Task brief>
Among the entries that follow, how many lines contain the word "instance"? Give the number alone.
━━━━━━━━━━━━━━━━
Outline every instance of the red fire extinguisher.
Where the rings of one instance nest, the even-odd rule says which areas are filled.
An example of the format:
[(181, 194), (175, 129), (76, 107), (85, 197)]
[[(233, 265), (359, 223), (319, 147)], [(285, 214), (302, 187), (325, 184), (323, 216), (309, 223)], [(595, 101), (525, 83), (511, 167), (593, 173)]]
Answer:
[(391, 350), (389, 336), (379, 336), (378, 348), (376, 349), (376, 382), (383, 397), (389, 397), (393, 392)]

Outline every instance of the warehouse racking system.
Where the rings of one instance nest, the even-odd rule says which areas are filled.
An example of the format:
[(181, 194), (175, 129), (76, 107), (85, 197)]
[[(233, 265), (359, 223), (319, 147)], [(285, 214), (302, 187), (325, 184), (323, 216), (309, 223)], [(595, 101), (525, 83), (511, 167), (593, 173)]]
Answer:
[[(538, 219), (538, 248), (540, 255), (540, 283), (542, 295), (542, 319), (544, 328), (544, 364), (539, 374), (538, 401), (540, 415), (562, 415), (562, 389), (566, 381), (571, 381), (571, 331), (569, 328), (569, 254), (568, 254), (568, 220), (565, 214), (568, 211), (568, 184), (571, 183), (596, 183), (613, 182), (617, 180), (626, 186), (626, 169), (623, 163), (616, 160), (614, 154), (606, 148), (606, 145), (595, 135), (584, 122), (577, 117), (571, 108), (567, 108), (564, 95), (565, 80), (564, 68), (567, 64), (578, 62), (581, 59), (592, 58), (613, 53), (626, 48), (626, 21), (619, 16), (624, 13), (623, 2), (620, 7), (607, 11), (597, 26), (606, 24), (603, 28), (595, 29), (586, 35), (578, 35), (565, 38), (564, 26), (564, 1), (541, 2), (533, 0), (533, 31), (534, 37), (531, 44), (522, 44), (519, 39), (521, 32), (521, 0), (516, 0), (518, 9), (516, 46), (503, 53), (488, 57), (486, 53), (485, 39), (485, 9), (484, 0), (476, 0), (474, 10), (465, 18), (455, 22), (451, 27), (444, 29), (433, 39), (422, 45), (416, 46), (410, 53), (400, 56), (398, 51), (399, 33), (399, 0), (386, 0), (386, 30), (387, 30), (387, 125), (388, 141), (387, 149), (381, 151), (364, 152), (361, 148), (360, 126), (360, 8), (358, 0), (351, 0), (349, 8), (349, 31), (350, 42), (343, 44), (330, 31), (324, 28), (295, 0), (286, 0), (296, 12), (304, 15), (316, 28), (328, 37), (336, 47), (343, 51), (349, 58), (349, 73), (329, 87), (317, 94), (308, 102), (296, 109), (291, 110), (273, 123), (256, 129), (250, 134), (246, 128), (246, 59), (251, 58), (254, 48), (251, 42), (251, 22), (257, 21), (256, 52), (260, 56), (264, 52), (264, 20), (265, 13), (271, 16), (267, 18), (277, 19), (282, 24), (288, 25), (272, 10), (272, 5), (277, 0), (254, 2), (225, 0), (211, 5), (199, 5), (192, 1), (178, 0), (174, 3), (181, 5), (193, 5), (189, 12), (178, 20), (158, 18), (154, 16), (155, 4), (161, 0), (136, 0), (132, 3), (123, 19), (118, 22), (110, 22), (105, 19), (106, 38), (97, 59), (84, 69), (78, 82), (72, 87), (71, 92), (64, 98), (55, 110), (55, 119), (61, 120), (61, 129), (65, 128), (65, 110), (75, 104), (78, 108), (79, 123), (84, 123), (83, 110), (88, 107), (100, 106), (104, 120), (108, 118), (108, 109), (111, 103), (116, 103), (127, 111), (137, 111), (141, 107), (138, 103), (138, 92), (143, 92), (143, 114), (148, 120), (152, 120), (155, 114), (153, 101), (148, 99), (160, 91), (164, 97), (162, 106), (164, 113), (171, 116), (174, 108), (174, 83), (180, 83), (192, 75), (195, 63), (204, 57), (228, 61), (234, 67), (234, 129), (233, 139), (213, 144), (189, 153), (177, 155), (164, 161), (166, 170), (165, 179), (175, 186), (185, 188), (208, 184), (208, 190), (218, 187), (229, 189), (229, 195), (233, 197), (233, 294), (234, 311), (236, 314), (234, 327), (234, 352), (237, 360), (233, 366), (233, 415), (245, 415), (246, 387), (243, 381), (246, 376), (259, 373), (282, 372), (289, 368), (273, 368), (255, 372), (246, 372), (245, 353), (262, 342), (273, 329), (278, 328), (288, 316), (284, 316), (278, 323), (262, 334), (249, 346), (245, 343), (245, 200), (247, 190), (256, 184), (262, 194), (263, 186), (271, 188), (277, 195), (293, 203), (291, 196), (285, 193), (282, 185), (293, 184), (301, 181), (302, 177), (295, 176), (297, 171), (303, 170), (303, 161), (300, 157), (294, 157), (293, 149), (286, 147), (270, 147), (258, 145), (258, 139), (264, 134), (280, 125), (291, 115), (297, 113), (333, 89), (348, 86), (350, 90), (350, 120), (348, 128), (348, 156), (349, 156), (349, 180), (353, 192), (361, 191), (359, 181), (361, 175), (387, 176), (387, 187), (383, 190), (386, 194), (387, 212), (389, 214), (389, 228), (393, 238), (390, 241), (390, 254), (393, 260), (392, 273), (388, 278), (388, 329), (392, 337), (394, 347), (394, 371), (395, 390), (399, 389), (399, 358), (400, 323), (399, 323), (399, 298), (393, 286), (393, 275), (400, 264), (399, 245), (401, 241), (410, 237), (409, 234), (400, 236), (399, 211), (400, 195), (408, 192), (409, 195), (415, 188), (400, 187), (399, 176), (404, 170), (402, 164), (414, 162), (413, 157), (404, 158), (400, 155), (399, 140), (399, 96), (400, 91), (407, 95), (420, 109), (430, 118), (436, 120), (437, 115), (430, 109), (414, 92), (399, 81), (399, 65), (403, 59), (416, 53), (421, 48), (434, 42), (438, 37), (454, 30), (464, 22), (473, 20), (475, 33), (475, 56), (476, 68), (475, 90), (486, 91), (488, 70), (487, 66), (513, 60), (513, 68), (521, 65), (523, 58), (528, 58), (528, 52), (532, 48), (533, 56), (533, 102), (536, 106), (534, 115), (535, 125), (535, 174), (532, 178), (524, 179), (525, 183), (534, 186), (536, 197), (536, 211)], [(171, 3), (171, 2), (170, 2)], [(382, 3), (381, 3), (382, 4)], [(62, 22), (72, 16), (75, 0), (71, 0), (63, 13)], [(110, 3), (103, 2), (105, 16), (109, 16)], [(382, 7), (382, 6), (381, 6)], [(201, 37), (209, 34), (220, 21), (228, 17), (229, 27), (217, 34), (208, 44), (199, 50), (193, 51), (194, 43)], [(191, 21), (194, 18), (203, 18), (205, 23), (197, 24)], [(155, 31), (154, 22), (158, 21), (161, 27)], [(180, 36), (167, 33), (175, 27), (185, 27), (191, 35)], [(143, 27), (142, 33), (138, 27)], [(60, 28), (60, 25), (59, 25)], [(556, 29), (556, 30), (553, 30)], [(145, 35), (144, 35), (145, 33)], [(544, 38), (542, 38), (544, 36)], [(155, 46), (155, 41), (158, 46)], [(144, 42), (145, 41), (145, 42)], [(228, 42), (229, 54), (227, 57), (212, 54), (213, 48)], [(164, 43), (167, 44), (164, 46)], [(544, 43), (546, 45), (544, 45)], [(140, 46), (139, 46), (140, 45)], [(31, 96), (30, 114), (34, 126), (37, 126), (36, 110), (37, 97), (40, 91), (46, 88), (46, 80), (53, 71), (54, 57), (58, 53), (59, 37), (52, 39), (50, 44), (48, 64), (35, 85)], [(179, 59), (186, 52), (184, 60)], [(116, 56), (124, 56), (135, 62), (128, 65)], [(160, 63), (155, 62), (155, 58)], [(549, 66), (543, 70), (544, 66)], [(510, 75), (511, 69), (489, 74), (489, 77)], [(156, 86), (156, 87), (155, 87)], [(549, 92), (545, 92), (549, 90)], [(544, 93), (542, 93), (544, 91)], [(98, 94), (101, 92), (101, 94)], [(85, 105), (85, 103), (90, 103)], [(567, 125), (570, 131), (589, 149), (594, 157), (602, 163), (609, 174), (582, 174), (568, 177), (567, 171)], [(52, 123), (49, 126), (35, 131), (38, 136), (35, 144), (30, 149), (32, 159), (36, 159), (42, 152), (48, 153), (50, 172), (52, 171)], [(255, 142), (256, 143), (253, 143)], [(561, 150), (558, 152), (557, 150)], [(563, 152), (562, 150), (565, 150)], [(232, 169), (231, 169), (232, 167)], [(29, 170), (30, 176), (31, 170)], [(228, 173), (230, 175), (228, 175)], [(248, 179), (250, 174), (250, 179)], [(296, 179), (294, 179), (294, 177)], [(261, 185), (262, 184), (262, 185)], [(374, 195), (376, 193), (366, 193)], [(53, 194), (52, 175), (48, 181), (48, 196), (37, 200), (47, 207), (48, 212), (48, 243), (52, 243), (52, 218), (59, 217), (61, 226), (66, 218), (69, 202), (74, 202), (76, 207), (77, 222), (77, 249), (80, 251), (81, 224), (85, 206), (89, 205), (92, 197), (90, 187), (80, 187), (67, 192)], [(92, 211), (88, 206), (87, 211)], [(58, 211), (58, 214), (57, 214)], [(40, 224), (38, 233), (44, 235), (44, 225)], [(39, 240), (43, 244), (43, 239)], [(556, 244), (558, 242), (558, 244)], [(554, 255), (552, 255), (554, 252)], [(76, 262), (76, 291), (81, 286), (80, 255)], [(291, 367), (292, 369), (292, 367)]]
━━━━━━━━━━━━━━━━
Your response>
4